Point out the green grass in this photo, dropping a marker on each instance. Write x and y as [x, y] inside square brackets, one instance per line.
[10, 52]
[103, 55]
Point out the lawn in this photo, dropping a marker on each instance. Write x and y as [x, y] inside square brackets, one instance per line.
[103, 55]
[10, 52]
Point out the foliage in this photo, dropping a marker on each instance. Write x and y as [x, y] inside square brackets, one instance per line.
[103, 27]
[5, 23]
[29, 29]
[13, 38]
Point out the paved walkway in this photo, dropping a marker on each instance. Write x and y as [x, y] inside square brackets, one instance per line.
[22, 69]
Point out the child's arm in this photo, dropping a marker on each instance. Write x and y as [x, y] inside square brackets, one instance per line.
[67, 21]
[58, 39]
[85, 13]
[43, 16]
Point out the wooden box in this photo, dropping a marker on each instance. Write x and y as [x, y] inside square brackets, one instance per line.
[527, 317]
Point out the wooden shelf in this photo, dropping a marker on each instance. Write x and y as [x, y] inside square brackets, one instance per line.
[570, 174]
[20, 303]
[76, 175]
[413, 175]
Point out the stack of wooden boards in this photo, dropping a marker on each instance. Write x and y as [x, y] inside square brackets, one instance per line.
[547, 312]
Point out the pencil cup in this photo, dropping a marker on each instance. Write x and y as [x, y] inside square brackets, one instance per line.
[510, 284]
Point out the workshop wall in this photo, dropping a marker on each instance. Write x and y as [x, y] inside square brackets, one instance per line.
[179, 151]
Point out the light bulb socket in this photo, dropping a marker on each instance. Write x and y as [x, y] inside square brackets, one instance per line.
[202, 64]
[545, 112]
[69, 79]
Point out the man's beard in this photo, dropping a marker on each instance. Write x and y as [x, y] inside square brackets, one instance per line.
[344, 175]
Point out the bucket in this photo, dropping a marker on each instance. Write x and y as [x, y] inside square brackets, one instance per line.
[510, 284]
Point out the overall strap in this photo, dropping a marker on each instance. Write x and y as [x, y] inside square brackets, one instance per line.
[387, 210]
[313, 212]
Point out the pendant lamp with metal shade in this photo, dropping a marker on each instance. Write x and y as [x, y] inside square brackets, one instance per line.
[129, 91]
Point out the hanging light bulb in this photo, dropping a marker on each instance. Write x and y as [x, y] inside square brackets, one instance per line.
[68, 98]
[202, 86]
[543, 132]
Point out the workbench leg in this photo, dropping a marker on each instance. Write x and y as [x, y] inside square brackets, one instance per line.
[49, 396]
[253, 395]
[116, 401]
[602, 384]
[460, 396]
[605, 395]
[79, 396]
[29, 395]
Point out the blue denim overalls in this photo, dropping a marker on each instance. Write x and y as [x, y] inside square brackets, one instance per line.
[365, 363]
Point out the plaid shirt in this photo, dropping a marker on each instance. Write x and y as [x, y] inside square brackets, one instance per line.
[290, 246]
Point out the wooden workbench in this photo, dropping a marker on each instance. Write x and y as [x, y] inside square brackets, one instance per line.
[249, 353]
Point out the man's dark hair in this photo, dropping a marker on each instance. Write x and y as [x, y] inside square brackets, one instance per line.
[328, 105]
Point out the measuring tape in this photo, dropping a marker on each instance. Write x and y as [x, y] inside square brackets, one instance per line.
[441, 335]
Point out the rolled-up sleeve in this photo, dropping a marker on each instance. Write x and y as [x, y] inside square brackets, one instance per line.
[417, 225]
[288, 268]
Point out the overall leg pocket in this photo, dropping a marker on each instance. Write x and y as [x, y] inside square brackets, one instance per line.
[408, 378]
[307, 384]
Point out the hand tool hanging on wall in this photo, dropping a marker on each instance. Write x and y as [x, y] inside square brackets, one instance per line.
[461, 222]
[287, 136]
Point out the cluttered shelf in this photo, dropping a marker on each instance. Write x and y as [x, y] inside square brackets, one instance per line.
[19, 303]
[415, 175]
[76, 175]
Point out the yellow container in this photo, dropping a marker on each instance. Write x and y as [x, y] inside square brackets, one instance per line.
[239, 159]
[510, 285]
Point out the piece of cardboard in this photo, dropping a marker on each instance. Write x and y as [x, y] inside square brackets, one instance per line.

□ □ □ □

◆ **Given exercise**
Transcribe the data above in full, exactly.

◆ **Exercise output**
Point out the green grass in this photo, dropping a marker on each instance. Write x and y as [x, y] inside square brackets, one instance per line.
[10, 52]
[103, 55]
Point out the lawn in this photo, dropping a marker on each instance. Write x and y as [x, y] inside square brackets, one instance per line.
[103, 55]
[10, 52]
Point out the foliage in this photo, dropping a marker on each instance. Write x and y as [x, y] inside square brackets, one instance per line.
[103, 27]
[5, 23]
[29, 29]
[13, 38]
Point out the paved walkway in this photo, dropping a marker on each instance. Write x and y as [x, y] inside square brackets, one instance per line.
[22, 69]
Point out the child's arm in this photo, dropping a marker on each instance. Write x and y as [x, y] inside square brackets, one instance per line.
[67, 21]
[58, 39]
[85, 13]
[43, 16]
Point out the wooden box in this photo, dropping a marker on each instance. Write x and y as [x, y] inside square brackets, one instance per line.
[527, 317]
Point out the wooden shelf in this photo, dropping a marker on each instance. Write x and y as [x, y] inside square brackets, one instance per line.
[570, 174]
[20, 303]
[76, 175]
[413, 175]
Point out the stack of wooden boards in this photo, dropping a marker on each instance. Write x and y as [x, y] inside square brackets, one instance per line.
[547, 312]
Point out the pencil cup in this photo, dropping a marker on each instance. Write x and y as [x, y] inside square brackets, one instance per line.
[510, 284]
Point out the workshop wall in this photo, dropping a marker on each instance. Write x and y as [x, y] inside square brackets, one instance per line.
[179, 151]
Point out the light bulb socket in this photo, dropping a marker on each instance. Write x and y as [x, y] inside square brackets, one instance per line.
[202, 64]
[545, 112]
[69, 79]
Point out the man's beard in this photo, dropping a marker on each instance. Write x and y as [x, y] inside square brackets, one instance per line.
[344, 175]
Point out the bucket in this photo, dropping a marker on each instance. Write x and y as [x, y] inside square brackets, one instance per line.
[510, 284]
Point out the overall strap in this photo, dropping a marker on each instance. Write x and y as [x, y] inside square brackets, one instance per line.
[387, 210]
[313, 212]
Point out the pendant lamp with metal shade in this photo, dropping a marker on each instance. Write x and y as [x, y] inside square brackets, one instance per line.
[129, 91]
Point out the hanging light bulb in this photo, dropping a marker on each instance. Write x and y as [x, y] inside square brackets, one instance per line.
[68, 98]
[202, 86]
[543, 132]
Point out the workbench leg in this photo, dropping a marker on each instance. Write x and y as [x, y] inside square brackets, one instance per line.
[49, 396]
[253, 395]
[116, 401]
[602, 384]
[460, 396]
[605, 395]
[79, 396]
[29, 395]
Point out the blue denim overalls in this photo, dropping a marker on each instance. Write x and y as [x, y] inside square brackets, one instance per line.
[365, 363]
Point out the plaid shirt in this photo, dropping a marker on each instance. Write x and y as [x, y] inside square brackets, one instance per line.
[290, 246]
Point out the wooden workbench in this photo, dropping a marker on each instance. Write x and y as [x, y] inside square brackets, one instance per line.
[249, 353]
Point out the man's dark hair in this photo, dropping a marker on each instance. Write x and y as [x, y] inside square brackets, one instance per line.
[328, 105]
Point out the measuring tape in this photo, dropping a marker on each instance. Write x and y as [x, y] inside square brackets, one instance per line.
[441, 335]
Point out the rolled-up sleeve in this photo, dropping a marker on each instance. Write x and y as [x, y] inside square brackets, one instance per line.
[417, 225]
[288, 268]
Point out the overall leg pocket in this photo, dropping a marker on each instance. Write x and y as [x, y] inside square brackets, one instance per line.
[408, 378]
[307, 384]
Point out the hand tool hanging on wall in this photo, dropping a marker on each instance. Write x and y as [x, y] inside square brackets, one instance per line.
[461, 222]
[287, 136]
Point out the cluttered shelf in this photo, dropping a marker on each instance. Write x and y as [x, y] inside square brackets, one instance per line.
[19, 303]
[415, 175]
[76, 175]
Point out the yellow container in this photo, dropping a marker on each instance. Write x and y as [x, y] inside square brackets, one instance per line.
[239, 159]
[510, 285]
Point out the piece of cardboard in this photo, dropping a marker on each instance. Write x and y as [x, y] inside square brackets, one instance per line.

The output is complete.